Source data

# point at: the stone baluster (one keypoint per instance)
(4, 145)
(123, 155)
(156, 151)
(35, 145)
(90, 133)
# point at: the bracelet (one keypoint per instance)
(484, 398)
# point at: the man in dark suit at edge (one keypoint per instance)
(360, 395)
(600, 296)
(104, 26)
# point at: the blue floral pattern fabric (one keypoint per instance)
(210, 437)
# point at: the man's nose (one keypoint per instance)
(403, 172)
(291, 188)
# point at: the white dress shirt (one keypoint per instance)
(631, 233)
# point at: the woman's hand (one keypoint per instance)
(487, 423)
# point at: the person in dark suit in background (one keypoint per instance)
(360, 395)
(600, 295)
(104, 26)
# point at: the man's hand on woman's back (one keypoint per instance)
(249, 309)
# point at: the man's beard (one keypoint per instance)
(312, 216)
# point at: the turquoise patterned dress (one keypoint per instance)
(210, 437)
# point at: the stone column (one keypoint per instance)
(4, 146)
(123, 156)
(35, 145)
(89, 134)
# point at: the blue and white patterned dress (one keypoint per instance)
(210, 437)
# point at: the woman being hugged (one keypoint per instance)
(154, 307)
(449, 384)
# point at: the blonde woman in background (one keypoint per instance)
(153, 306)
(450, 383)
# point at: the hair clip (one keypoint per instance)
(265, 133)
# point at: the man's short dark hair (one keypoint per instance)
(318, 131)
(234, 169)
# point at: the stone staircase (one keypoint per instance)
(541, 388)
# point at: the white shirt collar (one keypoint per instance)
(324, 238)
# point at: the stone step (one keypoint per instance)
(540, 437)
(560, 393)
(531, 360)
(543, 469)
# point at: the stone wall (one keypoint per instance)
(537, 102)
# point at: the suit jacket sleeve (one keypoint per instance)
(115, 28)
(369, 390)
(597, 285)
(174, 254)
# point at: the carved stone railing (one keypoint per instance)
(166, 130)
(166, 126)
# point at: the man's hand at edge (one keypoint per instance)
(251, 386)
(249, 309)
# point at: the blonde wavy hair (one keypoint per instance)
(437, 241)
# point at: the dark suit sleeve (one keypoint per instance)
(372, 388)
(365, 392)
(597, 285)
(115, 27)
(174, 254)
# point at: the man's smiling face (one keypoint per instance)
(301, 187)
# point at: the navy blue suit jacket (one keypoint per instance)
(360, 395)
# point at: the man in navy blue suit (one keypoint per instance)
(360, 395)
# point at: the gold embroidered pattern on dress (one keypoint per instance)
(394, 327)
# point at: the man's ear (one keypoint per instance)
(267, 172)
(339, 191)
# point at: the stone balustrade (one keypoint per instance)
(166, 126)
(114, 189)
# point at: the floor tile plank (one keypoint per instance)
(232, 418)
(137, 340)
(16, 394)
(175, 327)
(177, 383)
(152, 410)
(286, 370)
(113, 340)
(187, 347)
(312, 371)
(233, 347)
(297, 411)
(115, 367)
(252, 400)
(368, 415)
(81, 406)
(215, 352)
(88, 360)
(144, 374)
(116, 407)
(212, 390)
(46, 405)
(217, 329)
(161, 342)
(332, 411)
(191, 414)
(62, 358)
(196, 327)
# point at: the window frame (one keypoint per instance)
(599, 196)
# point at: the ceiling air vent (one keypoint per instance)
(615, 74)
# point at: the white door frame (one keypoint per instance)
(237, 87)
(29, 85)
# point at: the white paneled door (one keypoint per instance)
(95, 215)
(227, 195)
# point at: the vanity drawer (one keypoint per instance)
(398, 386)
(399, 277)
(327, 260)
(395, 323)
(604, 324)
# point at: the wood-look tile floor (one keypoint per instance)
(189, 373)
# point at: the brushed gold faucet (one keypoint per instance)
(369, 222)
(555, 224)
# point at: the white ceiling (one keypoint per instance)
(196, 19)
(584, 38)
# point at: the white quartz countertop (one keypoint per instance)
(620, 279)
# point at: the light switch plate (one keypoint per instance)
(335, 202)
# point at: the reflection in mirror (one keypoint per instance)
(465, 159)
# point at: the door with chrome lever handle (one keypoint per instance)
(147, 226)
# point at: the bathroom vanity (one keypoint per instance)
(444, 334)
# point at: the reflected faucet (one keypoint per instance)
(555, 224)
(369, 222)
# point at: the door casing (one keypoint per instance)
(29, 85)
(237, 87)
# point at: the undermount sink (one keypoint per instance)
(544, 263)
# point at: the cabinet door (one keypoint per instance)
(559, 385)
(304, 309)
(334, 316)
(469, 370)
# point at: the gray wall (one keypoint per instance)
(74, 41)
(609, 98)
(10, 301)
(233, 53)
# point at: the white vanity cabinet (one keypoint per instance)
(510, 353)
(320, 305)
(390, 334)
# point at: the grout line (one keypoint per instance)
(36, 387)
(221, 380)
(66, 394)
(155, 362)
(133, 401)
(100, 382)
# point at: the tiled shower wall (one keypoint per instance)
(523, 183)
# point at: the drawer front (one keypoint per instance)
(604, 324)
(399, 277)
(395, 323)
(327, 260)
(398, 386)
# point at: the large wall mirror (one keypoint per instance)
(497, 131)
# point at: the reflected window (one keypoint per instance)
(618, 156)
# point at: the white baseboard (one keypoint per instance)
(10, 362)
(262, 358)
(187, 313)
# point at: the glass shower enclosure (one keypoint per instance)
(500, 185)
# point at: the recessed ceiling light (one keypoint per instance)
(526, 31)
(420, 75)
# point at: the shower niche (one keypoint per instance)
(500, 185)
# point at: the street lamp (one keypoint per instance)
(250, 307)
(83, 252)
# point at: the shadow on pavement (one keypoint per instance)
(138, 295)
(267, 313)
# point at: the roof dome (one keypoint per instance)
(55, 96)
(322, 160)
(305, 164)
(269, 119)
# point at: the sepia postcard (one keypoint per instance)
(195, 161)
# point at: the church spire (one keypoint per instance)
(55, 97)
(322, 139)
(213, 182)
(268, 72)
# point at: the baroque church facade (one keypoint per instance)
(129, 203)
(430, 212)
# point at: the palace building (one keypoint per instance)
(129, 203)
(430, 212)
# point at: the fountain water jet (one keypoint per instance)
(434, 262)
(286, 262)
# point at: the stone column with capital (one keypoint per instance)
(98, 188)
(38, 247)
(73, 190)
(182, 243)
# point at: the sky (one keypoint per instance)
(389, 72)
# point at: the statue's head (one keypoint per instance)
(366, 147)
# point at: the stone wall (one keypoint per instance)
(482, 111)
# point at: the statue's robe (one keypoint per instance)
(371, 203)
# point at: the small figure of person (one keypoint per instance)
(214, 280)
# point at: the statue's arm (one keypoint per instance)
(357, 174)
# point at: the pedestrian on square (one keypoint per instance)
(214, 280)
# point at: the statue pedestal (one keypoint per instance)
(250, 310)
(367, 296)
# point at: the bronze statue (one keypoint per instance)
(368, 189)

= TASK OBJECTIVE =
All records above must be printed again, exactly.

= SOLVED EXERCISE =
# point at: the stone baluster (one keypoint per instance)
(4, 145)
(123, 155)
(156, 151)
(35, 145)
(90, 133)
# point at: the bracelet (one keypoint per instance)
(484, 398)
# point at: the man in dark suit at edge (one keypoint per instance)
(360, 395)
(600, 296)
(104, 26)
# point at: the blue floral pattern fabric (one keypoint per instance)
(210, 437)
# point at: the man's nose (one keypoint per instance)
(403, 172)
(291, 188)
# point at: the white dress shirt (one keypoint per instance)
(631, 233)
# point at: the woman's hand (one keypoint per instance)
(487, 423)
# point at: the person in dark suit in background (one keypoint per instance)
(360, 395)
(600, 295)
(104, 26)
# point at: the man's hand on woman's back (one keypoint per instance)
(249, 309)
# point at: the man's beard (one keypoint per instance)
(312, 216)
# point at: the turquoise patterned dress (one keypoint per instance)
(210, 437)
# point at: the stone column (one keypoint per instance)
(4, 146)
(123, 156)
(35, 145)
(89, 134)
# point at: the blue and white patterned dress (one keypoint per instance)
(210, 437)
# point at: the woman being hugged (one keypoint per instance)
(154, 307)
(449, 384)
# point at: the blonde woman in background (one keypoint per instance)
(153, 306)
(450, 383)
# point at: the hair clip (one keypoint per instance)
(265, 133)
# point at: the man's short dark hair (one keypoint per instance)
(318, 131)
(234, 169)
# point at: the stone staircase (one keypoint per instance)
(541, 388)
# point at: the white shirt collar (one keypoint per instance)
(324, 238)
# point at: the stone step (one keypoint per instance)
(540, 437)
(560, 393)
(531, 360)
(543, 469)
# point at: the stone wall (one keypoint per instance)
(537, 102)
# point at: the suit jacket sleeve (one keypoint per instance)
(115, 28)
(369, 390)
(597, 285)
(174, 254)
# point at: the carved stone railing (one keypoint per instance)
(166, 130)
(166, 126)
# point at: the man's hand at edge (one keypoint per instance)
(251, 386)
(249, 309)
# point at: the blonde wavy hair (one keypoint per instance)
(437, 241)
# point at: the dark suit sleeve (one keypoint per instance)
(372, 388)
(365, 392)
(597, 285)
(115, 27)
(174, 254)
# point at: the man's smiling face (one keypoint per instance)
(301, 187)
# point at: the navy blue suit jacket (one keypoint per instance)
(360, 395)
# point at: the man in navy blue suit (one keypoint per instance)
(360, 395)
# point at: the gold embroidered pattern on dress (one keypoint per instance)
(394, 327)
# point at: the man's ear (one keypoint per instance)
(267, 172)
(339, 191)
# point at: the stone balustrade (one keypoint per instance)
(166, 126)
(114, 189)
# point at: the floor tile plank (one keypoint per instance)
(232, 418)
(137, 340)
(16, 394)
(175, 327)
(177, 383)
(152, 410)
(286, 370)
(113, 340)
(187, 347)
(312, 371)
(233, 347)
(297, 411)
(115, 367)
(252, 400)
(368, 415)
(81, 406)
(215, 352)
(88, 360)
(144, 374)
(116, 407)
(212, 390)
(46, 405)
(217, 329)
(161, 342)
(332, 411)
(191, 414)
(62, 358)
(196, 327)
# point at: the window frame (one keypoint per instance)
(599, 196)
# point at: the ceiling air vent (one keypoint per instance)
(615, 74)
# point at: the white door frame (one keypoint per instance)
(237, 87)
(29, 85)
# point at: the white paneled door (one keypoint per instance)
(95, 215)
(227, 195)
# point at: the vanity drawer (one keypoint per instance)
(398, 386)
(399, 277)
(327, 260)
(395, 323)
(604, 324)
# point at: the wood-look tile floor (one keypoint per instance)
(189, 373)
# point at: the brushed gold faucet (one keypoint per instance)
(369, 222)
(555, 224)
# point at: the white ceiling (one keypoint per instance)
(196, 19)
(584, 38)
# point at: the white quartz countertop (one keypoint per instance)
(620, 279)
# point at: the light switch plate (one keypoint per instance)
(335, 202)
# point at: the reflection in mirror (one keypoint per instance)
(465, 159)
# point at: the door with chrome lever handle (one keypoint per instance)
(147, 226)
# point at: the bathroom vanity (one keypoint per instance)
(444, 334)
# point at: the reflected faucet (one keypoint per instance)
(555, 224)
(369, 222)
# point at: the door casing (one keypoint per instance)
(29, 85)
(237, 87)
# point at: the undermount sink (one keypoint per instance)
(544, 263)
# point at: the cabinet door (one keypoint per instance)
(559, 385)
(304, 309)
(334, 316)
(469, 370)
# point at: the gray wall (one keypoint per instance)
(74, 41)
(609, 98)
(10, 301)
(233, 53)
# point at: the white vanity cabinet (one keypoint per instance)
(510, 353)
(320, 305)
(390, 334)
# point at: the grout line (one keypoint per instance)
(36, 387)
(221, 380)
(66, 394)
(155, 362)
(133, 401)
(100, 382)
# point at: the tiled shower wall (one keypoint per instance)
(523, 183)
# point at: the drawer front (one keypoint per instance)
(604, 324)
(399, 277)
(395, 323)
(327, 260)
(398, 386)
# point at: the large wall mirror (one keypoint per instance)
(497, 131)
# point at: the reflected window (one keypoint per instance)
(618, 156)
# point at: the white baseboard (one keypoint per instance)
(10, 362)
(262, 358)
(187, 313)
# point at: the glass shower enclosure (one keypoint per instance)
(500, 185)
# point at: the recessed ceiling light (one keypoint per instance)
(526, 31)
(420, 75)
# point at: the shower niche (one keypoint per instance)
(500, 185)
# point at: the street lamp (one keypoint per instance)
(250, 307)
(83, 252)
# point at: the shadow on pavement (one keypoint per instance)
(138, 295)
(267, 313)
# point at: the roof dome (one keypoint per instance)
(55, 96)
(322, 160)
(305, 164)
(269, 119)
# point at: the sepia postcard (one keypoint per instance)
(195, 161)
# point at: the church spire (one keypoint per instance)
(55, 97)
(322, 139)
(213, 182)
(268, 72)
# point at: the baroque church facade (one keypoint per instance)
(129, 203)
(430, 212)
# point at: the palace building (one keypoint per instance)
(129, 203)
(430, 212)
# point at: the fountain water jet (one keypoint per instance)
(434, 262)
(286, 262)
# point at: the stone column with capital (one keypoint per instance)
(98, 188)
(38, 247)
(73, 190)
(182, 243)
# point at: the sky (one keypoint per instance)
(389, 72)
# point at: the statue's head (one keypoint per instance)
(366, 147)
# point at: the stone wall (one keypoint per instance)
(482, 111)
# point at: the statue's robe (one keypoint per instance)
(371, 203)
# point at: the small figure of person (one keypoint per instance)
(214, 280)
# point at: the statue's arm (one keypoint per instance)
(357, 174)
# point at: the pedestrian on square (one keypoint per instance)
(214, 280)
# point at: the statue pedestal (one keypoint per instance)
(250, 310)
(367, 296)
# point at: the bronze statue (one keypoint per instance)
(368, 189)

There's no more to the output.